**Written exercise 1**
Repeat the passage on the greatest international football teams word for word, starting at "Now you can" and ending at "are we considering?".

**Provided passage**
:::::
It is a debate that will likely never end and which, over time, will see more team names thrown into the mix. But just who was the best international football team of all time?


    Now you can argue that the likes of Brazil, Germany, Italy, with their multitude of World Cup Wins have to be in amongst the argument.

    But there are a number of teams that deserve equal consideration as any of these great World Cup Winning teams. Teams that were still fantastic, but perhaps fell just short of lifting the big trophy.

    Of course, achievement in terms of trophies is a big factor. But when determining the best ever teams, we have to take a wider perspective.

    What criteria are we considering?

    In addition to honours won by teams, we are also going to consider the following:

    • The quality of individual players
    • The legacy of the team
    • How innovative the team were at their time in football history
    • Their record across a certain period of time in all competitions & friendly games
    • The quality of their coach
    • Tactics and formation changes which may have altered how football was played

    So with that in mind, let’s take a look at our top five all-time International Football teams.

    We will begin the countdown at number 5.

    5. Brazil (1981-1982) – The most beautiful Brazil team of the modern era

    After a 3rd place finish at the 1978 World Cup, the Brazil 1982 World Cup Squad looked set to make a serious challenge in Spain.

    An outstanding midfield quartet of Socrates, Toninho Cerezo, Falcao and Zico were the rock around which the side was built. Added flair came in the shape of marauding full-backs Junior and Leandro and the outstanding and hugely under-rated left winger Eder.

    Injury robbed that squad of two key players, central defender Edinho and striker Roberto Dinamite. That would prove crucial as this squad turned into the archetypical attack but cannot defend team.

    Against the USSR in their opening game Waldir Peres, their goalkeeper, fumbled in a shot from 30 yards by Bal to give the Soviets an unexpected lead, which they held on to until late in the game.

    First Socrates, the skipper and leader of the team, crashed home an unstoppable 25-yard screamer to pull Brazil level. Then Eder completed the comeback, audaciously flicking up the ball with his left foot before volleying it past the great Rinat Dasaev to give Brazil the win.

    What followed was some of the greatest football of the modern era. Wins against Scotland and New Zealand saw Brazil into the second group stage.
:::::
**Written exercise 2**
In the records, take the lines starting at the one containing "292 220 L 321" and ending at the one containing "410 81 L 381", and switch "evenodd" to "nonzero" in them, changing nothing else. Give only those lines.

[Contour labeling entries]
:::::
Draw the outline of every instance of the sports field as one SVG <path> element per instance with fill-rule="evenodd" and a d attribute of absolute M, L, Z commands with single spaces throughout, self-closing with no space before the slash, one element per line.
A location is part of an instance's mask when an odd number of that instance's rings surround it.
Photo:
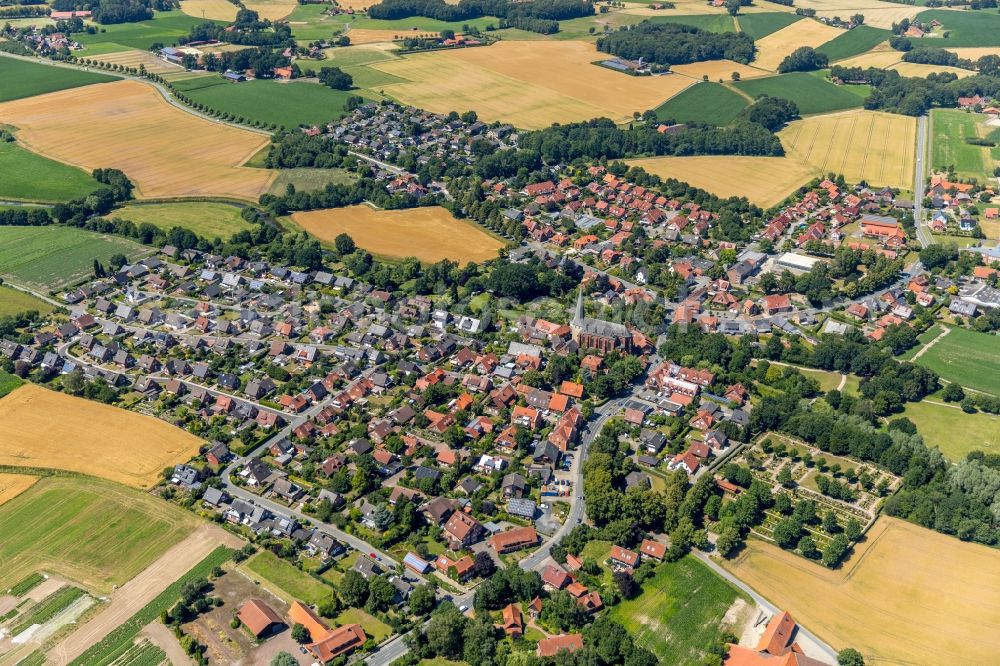
<path fill-rule="evenodd" d="M 292 220 L 321 241 L 346 233 L 359 247 L 383 257 L 417 257 L 460 264 L 497 256 L 503 242 L 473 222 L 459 220 L 439 206 L 376 210 L 371 206 L 327 208 L 294 213 Z"/>
<path fill-rule="evenodd" d="M 94 259 L 107 264 L 118 253 L 136 259 L 151 252 L 120 236 L 74 227 L 0 227 L 0 276 L 41 291 L 91 275 Z"/>
<path fill-rule="evenodd" d="M 778 133 L 788 157 L 850 182 L 912 187 L 916 120 L 877 111 L 847 111 L 796 120 Z"/>
<path fill-rule="evenodd" d="M 410 81 L 381 87 L 404 103 L 441 113 L 471 109 L 481 120 L 527 129 L 600 116 L 624 121 L 692 84 L 687 77 L 635 77 L 592 64 L 601 58 L 584 42 L 506 41 L 370 67 Z"/>
<path fill-rule="evenodd" d="M 986 664 L 1000 653 L 1000 551 L 986 546 L 881 517 L 836 571 L 757 539 L 722 564 L 866 663 Z"/>
<path fill-rule="evenodd" d="M 120 217 L 136 224 L 148 222 L 160 229 L 184 227 L 202 238 L 228 240 L 233 234 L 254 225 L 240 217 L 240 209 L 208 201 L 181 201 L 168 204 L 133 204 L 112 212 L 108 217 Z"/>
<path fill-rule="evenodd" d="M 117 80 L 107 74 L 0 58 L 0 102 Z M 5 118 L 4 122 L 10 121 Z"/>
<path fill-rule="evenodd" d="M 49 571 L 110 592 L 196 526 L 184 510 L 113 483 L 42 478 L 0 506 L 0 589 Z"/>
<path fill-rule="evenodd" d="M 661 178 L 676 178 L 720 197 L 746 197 L 770 208 L 819 175 L 819 170 L 788 157 L 650 157 L 628 160 Z"/>
<path fill-rule="evenodd" d="M 142 197 L 256 201 L 274 178 L 239 166 L 266 136 L 198 118 L 138 81 L 7 102 L 0 117 L 37 153 L 88 170 L 121 169 Z"/>
<path fill-rule="evenodd" d="M 757 40 L 757 58 L 753 64 L 761 69 L 777 71 L 778 65 L 785 59 L 785 56 L 791 54 L 795 49 L 802 46 L 817 48 L 840 36 L 843 32 L 843 30 L 812 19 L 796 21 L 788 27 Z"/>
<path fill-rule="evenodd" d="M 47 467 L 149 488 L 201 440 L 151 416 L 25 384 L 0 400 L 0 465 Z"/>
<path fill-rule="evenodd" d="M 726 611 L 738 599 L 749 602 L 693 555 L 659 565 L 642 589 L 635 599 L 612 607 L 609 617 L 663 664 L 702 663 L 705 648 L 728 628 Z"/>
<path fill-rule="evenodd" d="M 996 335 L 952 328 L 914 362 L 948 381 L 1000 396 L 1000 337 Z"/>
:::::
**Complete response 1**
Now you can argue that the likes of Brazil, Germany, Italy, with their multitude of World Cup Wins have to be in amongst the argument.

    But there are a number of teams that deserve equal consideration as any of these great World Cup Winning teams. Teams that were still fantastic, but perhaps fell just short of lifting the big trophy.

    Of course, achievement in terms of trophies is a big factor. But when determining the best ever teams, we have to take a wider perspective.

    What criteria are we considering?

**Complete response 2**
<path fill-rule="nonzero" d="M 292 220 L 321 241 L 346 233 L 359 247 L 383 257 L 417 257 L 460 264 L 497 256 L 503 242 L 473 222 L 459 220 L 439 206 L 376 210 L 371 206 L 327 208 L 294 213 Z"/>
<path fill-rule="nonzero" d="M 94 259 L 107 264 L 118 253 L 136 259 L 151 252 L 120 236 L 74 227 L 0 227 L 0 276 L 41 291 L 91 275 Z"/>
<path fill-rule="nonzero" d="M 778 133 L 788 157 L 850 182 L 912 187 L 916 120 L 877 111 L 847 111 L 796 120 Z"/>
<path fill-rule="nonzero" d="M 410 81 L 381 87 L 404 103 L 441 113 L 471 109 L 481 120 L 527 129 L 600 116 L 624 121 L 692 84 L 687 77 L 635 77 L 592 64 L 601 58 L 584 42 L 506 41 L 370 67 Z"/>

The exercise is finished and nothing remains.